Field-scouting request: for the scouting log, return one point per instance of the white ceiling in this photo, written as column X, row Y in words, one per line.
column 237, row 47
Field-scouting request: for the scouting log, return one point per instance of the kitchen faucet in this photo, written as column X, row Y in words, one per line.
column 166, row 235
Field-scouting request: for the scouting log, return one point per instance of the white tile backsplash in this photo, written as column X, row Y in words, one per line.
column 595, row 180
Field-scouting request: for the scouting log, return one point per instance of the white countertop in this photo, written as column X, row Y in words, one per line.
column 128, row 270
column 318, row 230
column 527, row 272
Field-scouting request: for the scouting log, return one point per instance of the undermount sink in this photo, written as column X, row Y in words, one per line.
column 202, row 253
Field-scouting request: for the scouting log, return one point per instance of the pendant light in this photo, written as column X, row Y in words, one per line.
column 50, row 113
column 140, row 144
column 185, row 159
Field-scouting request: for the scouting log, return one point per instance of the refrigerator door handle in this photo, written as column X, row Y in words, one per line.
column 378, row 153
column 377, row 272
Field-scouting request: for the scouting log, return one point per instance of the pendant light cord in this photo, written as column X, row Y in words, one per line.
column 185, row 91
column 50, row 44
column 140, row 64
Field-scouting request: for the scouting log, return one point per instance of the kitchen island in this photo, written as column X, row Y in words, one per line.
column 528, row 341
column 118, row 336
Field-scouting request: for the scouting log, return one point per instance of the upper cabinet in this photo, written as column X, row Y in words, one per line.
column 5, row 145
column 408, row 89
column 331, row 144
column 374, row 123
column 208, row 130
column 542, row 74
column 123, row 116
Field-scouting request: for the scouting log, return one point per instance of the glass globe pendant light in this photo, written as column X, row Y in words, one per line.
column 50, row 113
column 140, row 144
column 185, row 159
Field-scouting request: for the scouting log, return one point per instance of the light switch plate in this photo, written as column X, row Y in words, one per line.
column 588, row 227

++++++

◆ TO BE DONE
Copy every one of the records above word for word, keeping their order.

◆ EXERCISE RESULT
Field-scouting request: for the scouting log, return one point per instance of the white ceiling in this photo, written as column X, row Y in words, one per line.
column 237, row 47
Field-scouting request: for the scouting log, return one point per instance of the kitchen faucet in this photo, written as column X, row Y in words, one per line.
column 166, row 235
Field-scouting request: for the scouting log, return one point per instance of the white tile backsplash in this photo, written as column X, row Y in words, one per line.
column 595, row 180
Field-scouting request: for the scouting log, return one point per instance of the white countertop in this photo, written as column X, row Y in words, one per line.
column 128, row 270
column 318, row 230
column 527, row 272
Field-scouting request: for the scouting log, return one point per instance of the undermount sink in this photo, written as column X, row Y in words, one per line.
column 202, row 253
Field-scouting request: for the scouting log, return one point per instance of the pendant light in this photo, written as column X, row Y in words, one per line.
column 50, row 113
column 140, row 144
column 185, row 159
Field-scouting request: for the scouting log, return one point per instance of the refrigerator door handle in this photo, written as column X, row Y in words, one per line.
column 378, row 153
column 377, row 272
Field-scouting request: for the scouting log, return one point per instance of the pendant light cord in this photo, written as column X, row Y in words, one per line.
column 185, row 91
column 50, row 44
column 140, row 64
Field-scouting request: for the scouting log, return one point per instance of the kitchen island in this photo, written as column X, row Y in words, one per line.
column 528, row 341
column 118, row 336
Field-scouting request: for the scouting log, return one point per instance of the upper cabinet in this photo, written as column X, row Y in words, one per line.
column 5, row 145
column 408, row 89
column 331, row 144
column 374, row 123
column 208, row 130
column 542, row 74
column 123, row 116
Field-scouting request: for the scouting log, return one point per instance of the glass globe pendant light in this photo, written as column X, row Y in words, one per line.
column 50, row 113
column 140, row 144
column 185, row 159
Field-scouting request: for the scouting log, return one point per instance of the light switch plate in this photo, written as column X, row Y in words, one per line.
column 588, row 227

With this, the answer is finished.